What to do:
Extract the complete data exactly as given.

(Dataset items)
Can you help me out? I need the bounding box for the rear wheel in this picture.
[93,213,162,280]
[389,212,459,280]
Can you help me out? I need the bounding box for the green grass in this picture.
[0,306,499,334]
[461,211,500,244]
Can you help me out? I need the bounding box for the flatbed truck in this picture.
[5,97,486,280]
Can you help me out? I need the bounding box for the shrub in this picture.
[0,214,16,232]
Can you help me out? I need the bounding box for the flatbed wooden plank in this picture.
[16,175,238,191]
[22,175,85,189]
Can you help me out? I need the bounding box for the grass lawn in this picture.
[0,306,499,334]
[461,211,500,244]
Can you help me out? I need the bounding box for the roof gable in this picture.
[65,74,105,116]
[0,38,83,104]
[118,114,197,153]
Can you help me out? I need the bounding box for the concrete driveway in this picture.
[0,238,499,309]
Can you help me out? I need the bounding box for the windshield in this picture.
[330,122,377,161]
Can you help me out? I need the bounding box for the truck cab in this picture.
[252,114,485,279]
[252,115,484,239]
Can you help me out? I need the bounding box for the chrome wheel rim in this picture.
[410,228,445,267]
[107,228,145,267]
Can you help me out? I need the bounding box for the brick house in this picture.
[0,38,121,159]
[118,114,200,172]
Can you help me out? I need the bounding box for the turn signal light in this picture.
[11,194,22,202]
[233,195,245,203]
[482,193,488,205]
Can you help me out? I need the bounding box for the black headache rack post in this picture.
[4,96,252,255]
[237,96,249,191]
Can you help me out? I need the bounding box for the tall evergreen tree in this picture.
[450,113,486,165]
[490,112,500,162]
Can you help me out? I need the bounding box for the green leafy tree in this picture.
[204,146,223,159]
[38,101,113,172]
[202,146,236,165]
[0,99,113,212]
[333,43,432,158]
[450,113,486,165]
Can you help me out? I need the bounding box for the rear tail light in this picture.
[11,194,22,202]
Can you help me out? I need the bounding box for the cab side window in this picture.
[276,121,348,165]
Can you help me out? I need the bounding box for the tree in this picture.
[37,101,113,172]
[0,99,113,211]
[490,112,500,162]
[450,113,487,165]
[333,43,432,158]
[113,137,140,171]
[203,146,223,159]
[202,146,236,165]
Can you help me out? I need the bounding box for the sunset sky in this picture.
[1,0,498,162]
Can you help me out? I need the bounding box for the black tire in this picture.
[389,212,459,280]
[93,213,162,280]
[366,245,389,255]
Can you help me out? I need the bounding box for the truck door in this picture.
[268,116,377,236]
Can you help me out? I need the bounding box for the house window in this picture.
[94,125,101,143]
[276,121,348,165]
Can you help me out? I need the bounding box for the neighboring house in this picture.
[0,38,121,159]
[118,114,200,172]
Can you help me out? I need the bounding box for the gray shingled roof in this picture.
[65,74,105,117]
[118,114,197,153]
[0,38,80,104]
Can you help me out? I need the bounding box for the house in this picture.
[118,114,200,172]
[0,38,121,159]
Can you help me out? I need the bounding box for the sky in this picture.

Output of the task:
Can you help me out? I need the bounding box for the rear wheel in this picture.
[93,213,162,280]
[389,212,459,280]
Can you help me out? I need the bounding box for the green grass in this picture.
[0,306,499,334]
[461,211,500,244]
Can you help me out? I need the bounding box for the flatbed truck in this picture.
[5,97,486,280]
Can you help me out? I need the bounding box for the shrub in this picture.
[0,214,16,232]
Can you help me out? I need the bounding box for the flatbed wooden plank in this picture.
[16,175,238,191]
[22,175,85,189]
Can you help me out? I need the bounding box for the grass lawn in this picture.
[0,306,499,334]
[461,211,500,244]
Can you help me out? I need the bounding box for the roof gable in this picture.
[65,74,105,116]
[0,38,83,104]
[118,114,197,153]
Can you help me out? I need the bounding box for the concrete driveway in this picture.
[0,238,499,309]
Can you help me out? I need the bounding box for the windshield in this picture.
[330,122,377,161]
Can you help me out? I need the bounding box for the truck cab in this picture.
[252,114,485,279]
[252,115,484,239]
Can you help me out? I need the bounding box for the chrome wheel rim in this picture.
[410,228,445,267]
[107,228,145,267]
Can you help me out? I need the bounding box for the brick house in this picture.
[0,38,121,159]
[118,114,200,172]
Can you help me out? I need the bounding box for the turn signal light in this picture.
[11,194,22,202]
[233,195,245,203]
[482,193,488,205]
Can you help me out? I need the bounding box for the black headache rack post in this picture.
[4,96,252,255]
[237,96,249,191]
Can you help me out? I need the bounding box for the tall evergreen tree in this picture.
[450,113,486,165]
[490,112,500,162]
Can you help me out? I need the bounding box for the green leafy tree in this picture.
[204,146,223,159]
[38,101,113,172]
[202,146,236,165]
[0,99,113,212]
[333,43,432,158]
[450,113,486,165]
Can you help me out? I need the bounding box for the rear tail light in this picture.
[11,194,22,202]
Can you help me out? I need the bounding box for the cab side window in this picture.
[276,121,348,165]
Can you help me out? I need the bounding box for the tree in this picture.
[37,101,113,172]
[0,99,113,211]
[490,112,500,162]
[450,113,487,165]
[333,43,432,158]
[113,137,140,171]
[203,146,223,159]
[202,146,236,165]
Can you help me out? I need the bounding box for the sunset sky in this picture.
[1,0,498,162]
Can you help me out? I need the bounding box for the black tire in this picture.
[389,212,459,280]
[93,213,162,280]
[366,245,389,255]
Can you help me out? I need the bounding box for the truck door in this picture.
[268,116,377,236]
Can you help me out? I need the bounding box for the house window in this picture.
[94,125,101,143]
[276,121,348,165]
Can you help me out? I need the bounding box for the neighboring house in this picture.
[0,38,121,159]
[118,114,200,172]
Can you help me out? I need the bounding box for the gray shingled roof in this picture.
[65,74,105,117]
[118,114,197,153]
[0,38,80,104]
Can you help me out? I need the bounding box for the house in this picture.
[118,114,200,172]
[0,38,121,159]
Can you help me out? I need the bounding box for the sky in this picture.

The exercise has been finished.